# 485 Visa Refusal- Need help and opinions!



## gunpowder (Sep 28, 2016)

Hi all, I've just gotten a refusal for my 485 (Temporary Graduate) visa application and am seeking the advice of a lawyer, but thought it might be helpful to get some other perspectives. 

Basically, the reason I was refused was that I applied for the visa 5 days before my 'official' course completion date stated on my completion letter and therefore did not technically meet the six month Australian study requirement (which seems ridiculous and pedantic but there you go). I applied on the 3rd August and my completion letter stated that my course completion date was 8th August.

I successfully met all other requirements and provided the necessary documents (skills assessment, police check, ielts, etc) so my refusal was based entirely on the fact that I submitted 5 days too early.

That being said, I also provided in my initial visa application an official academic transcript which confirmed that I had passed all my courses and achieved all the credit points necessary to complete my program- this transcript was obtained on the 27th of July (and dated as such). At the time that I had submitted my visa application, there was no longer any academic tasks for me to complete, nor for the university to assess. At the time I submitted my visa application, I also included a course completion letter which stated my completion date as, simply, 'August 2016' with no exact date (later on my case officer requested another completion letter with the exact date, which is when I obtained the letter stating 8th August as my completion date).

*DATASET RECORDS*:
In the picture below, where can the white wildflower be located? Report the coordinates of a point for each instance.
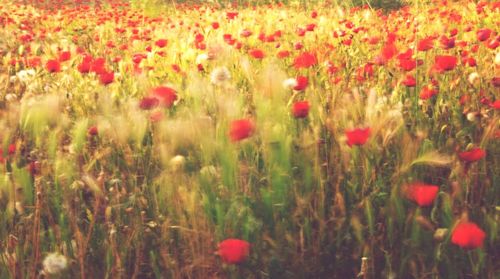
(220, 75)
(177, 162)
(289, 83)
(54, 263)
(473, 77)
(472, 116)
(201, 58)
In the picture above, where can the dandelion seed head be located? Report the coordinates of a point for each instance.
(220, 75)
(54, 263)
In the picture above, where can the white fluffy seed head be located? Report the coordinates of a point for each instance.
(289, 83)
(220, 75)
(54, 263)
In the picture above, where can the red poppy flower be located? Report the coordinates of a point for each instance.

==

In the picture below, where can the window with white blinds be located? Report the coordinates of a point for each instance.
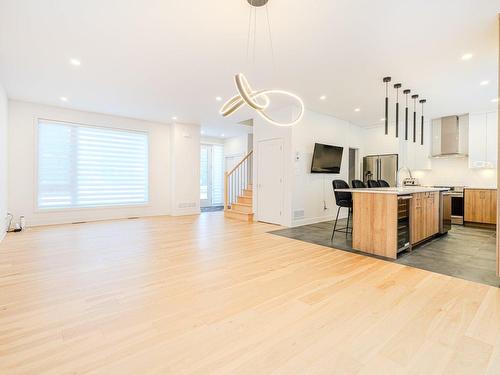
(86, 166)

--

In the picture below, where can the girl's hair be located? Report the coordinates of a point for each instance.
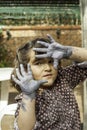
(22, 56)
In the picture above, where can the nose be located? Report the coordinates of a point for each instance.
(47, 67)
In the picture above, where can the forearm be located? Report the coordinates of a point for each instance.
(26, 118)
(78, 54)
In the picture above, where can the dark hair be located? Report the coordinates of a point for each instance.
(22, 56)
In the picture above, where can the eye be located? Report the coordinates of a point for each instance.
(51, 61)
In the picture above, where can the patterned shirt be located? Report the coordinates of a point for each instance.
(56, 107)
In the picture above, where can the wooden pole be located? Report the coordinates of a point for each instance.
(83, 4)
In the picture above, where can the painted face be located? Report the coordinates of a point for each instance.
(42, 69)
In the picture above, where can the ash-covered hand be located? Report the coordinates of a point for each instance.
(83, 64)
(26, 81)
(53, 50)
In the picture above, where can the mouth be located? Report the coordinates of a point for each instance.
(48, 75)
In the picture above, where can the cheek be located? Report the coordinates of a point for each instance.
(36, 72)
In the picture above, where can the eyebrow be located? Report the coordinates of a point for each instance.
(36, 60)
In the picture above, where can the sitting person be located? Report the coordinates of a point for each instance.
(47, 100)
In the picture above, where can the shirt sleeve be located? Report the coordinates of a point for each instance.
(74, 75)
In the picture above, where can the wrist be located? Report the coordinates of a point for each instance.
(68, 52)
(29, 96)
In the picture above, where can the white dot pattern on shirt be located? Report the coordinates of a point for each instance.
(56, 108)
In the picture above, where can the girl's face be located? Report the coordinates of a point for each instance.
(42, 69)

*SHORT PROBLEM*:
In the forum post about the 485 visa refusal, on what date did the poster apply for the visa?

*SOLUTION*:
The 3rd of August.